## Esercizio assegnato 1
Elenca le nazionali che, secondo il brano sul mondiale di Doha, sono state eliminate negli scontri diretti.

A Mbappé che in finale aveva sonnecchiato fino all’80°, contagiando con la sua svagatezza anche la Francia che sembrava quasi non voler entrare in partita, sono bastati due lampi in un paio di minuti per confermarsi incontenibile. E spingere poi con il secondo penalty i transalpini verso la grande illusione svanita ai rigori.

Un campionario di prodezze che gli ha lasciato l’amaro in bocca ed è servito solo a emulare l’inglese Hurst (primo autore di una tripletta nel ’66 in una finale) e a staccare di un gol Messi nella classifica dei cannonieri. La verità è che la Francia aveva meno fame dell’Argentina. A parte l’ossessione costante della grandeur tenacemente perseguita da Macron che nell’atto finale non ha esitato a liberarsi dell’aplomb presidenziale per atteggiarsi a tifoso curvarolo. Un gap di passionalità che poteva riscontrarsi anche nelle presenze allo stadio Iconico. Quarantamila argentini giunti a Doha con i charter contro poche migliaia di francesi.
Il mondiale di Doha è stato preceduto e accompagnato da mille polemiche. Ma – è onesto riconoscerlo – si è chiuso con un bilancio positivo sia dal punto di vista organizzativo che tecnico. Avveniristici e ospitali gli stadi che, insieme alle altre infrastrutture, sono costati la cifra record di 200 miliardi di euro. Rispettata la previsione dell’affluenza: circa due milioni di spettatori. Ordinata e non opprimente la gestione dell’ordine pubblico. Lo stesso contestato divieto di smercio di bevande alcoliche, in ossequio alla legge islamica, ha contribuito a placare le tensioni: non si ha notizia di risse.
Dal punto di vista strettamente calcistico l’interesse è stato dilatato da una girandola di sorprese. Con le eliminazioni premature prima di Germania, Belgio e Uruguay. E poi, negli scontri diretti, di Spagna, Inghilterra, Portogallo, Olanda e soprattutto del superfavorito Brasile. Sul piano tecnico c’è da registrare un’evoluzione: sta tramontando il tiki-taka di derivazione spagnola, il fraseggio orizzontale in attesa del momento per l’imbucata sotto rete. Le Nazionali che hanno fatto più strada hanno espresso un football più propositivo e più verticale, incluso l’outsider Marocco che ha trascinato per la prima volta l’Africa in semifinale. Dal punto di vista umano va segnalato, infine, il viale del tramonto di un’altra divinità sportiva: il quasi 38enne Cristiano Ronaldo (cinque volte pallone d’oro, due meno di Messi), per eccesso di egocentrismo diventato un corpo estraneo anche agli occhi dei tifosi portoghesi che lo idolatravano.

## Esercizio assegnato 2
Ricopia le voci dalla riga che contiene "Expected: for each instance of the man" fino all'ultima voce, includendo entrambe le estremità.

## Voci dell'esercizio
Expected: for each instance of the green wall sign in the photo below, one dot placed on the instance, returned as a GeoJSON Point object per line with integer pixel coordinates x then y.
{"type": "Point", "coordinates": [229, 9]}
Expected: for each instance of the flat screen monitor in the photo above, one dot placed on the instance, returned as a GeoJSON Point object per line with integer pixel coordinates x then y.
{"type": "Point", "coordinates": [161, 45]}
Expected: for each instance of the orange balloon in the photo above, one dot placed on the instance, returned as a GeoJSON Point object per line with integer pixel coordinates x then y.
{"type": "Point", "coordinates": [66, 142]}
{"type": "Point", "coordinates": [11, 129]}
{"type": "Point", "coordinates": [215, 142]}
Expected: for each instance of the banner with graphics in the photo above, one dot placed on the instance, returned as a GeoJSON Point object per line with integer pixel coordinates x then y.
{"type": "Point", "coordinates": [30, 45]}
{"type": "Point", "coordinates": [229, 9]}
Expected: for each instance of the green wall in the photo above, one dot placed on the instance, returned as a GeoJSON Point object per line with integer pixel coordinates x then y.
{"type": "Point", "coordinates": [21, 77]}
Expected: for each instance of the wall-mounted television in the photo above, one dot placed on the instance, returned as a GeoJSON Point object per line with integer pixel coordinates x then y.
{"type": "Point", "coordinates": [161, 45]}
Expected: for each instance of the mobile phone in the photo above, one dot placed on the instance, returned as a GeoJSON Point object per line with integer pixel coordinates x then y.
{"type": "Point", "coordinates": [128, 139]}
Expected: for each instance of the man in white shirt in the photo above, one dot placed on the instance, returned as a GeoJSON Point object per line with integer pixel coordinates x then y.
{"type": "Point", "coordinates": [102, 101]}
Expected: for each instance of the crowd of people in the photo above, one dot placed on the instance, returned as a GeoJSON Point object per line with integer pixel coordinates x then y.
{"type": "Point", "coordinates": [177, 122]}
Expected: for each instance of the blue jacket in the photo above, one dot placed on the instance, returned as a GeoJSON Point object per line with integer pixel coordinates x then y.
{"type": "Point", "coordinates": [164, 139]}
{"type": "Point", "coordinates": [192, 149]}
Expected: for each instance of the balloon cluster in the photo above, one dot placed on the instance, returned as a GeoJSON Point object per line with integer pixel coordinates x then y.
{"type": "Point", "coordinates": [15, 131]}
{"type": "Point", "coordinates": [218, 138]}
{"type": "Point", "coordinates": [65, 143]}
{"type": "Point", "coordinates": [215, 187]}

## Risposta completa 1
Spagna, Inghilterra, Portogallo, Olanda e Brasile.

## Risposta completa 2
Expected: for each instance of the man in white shirt in the photo above, one dot placed on the instance, returned as a GeoJSON Point object per line with integer pixel coordinates x then y.
{"type": "Point", "coordinates": [102, 101]}
Expected: for each instance of the crowd of people in the photo above, one dot placed on the instance, returned as a GeoJSON Point object per line with integer pixel coordinates x then y.
{"type": "Point", "coordinates": [177, 122]}
Expected: for each instance of the blue jacket in the photo above, one dot placed on the instance, returned as a GeoJSON Point object per line with integer pixel coordinates x then y.
{"type": "Point", "coordinates": [164, 139]}
{"type": "Point", "coordinates": [192, 149]}
Expected: for each instance of the balloon cluster in the photo above, one dot placed on the instance, returned as a GeoJSON Point object per line with integer pixel coordinates x then y.
{"type": "Point", "coordinates": [15, 131]}
{"type": "Point", "coordinates": [218, 138]}
{"type": "Point", "coordinates": [65, 143]}
{"type": "Point", "coordinates": [215, 187]}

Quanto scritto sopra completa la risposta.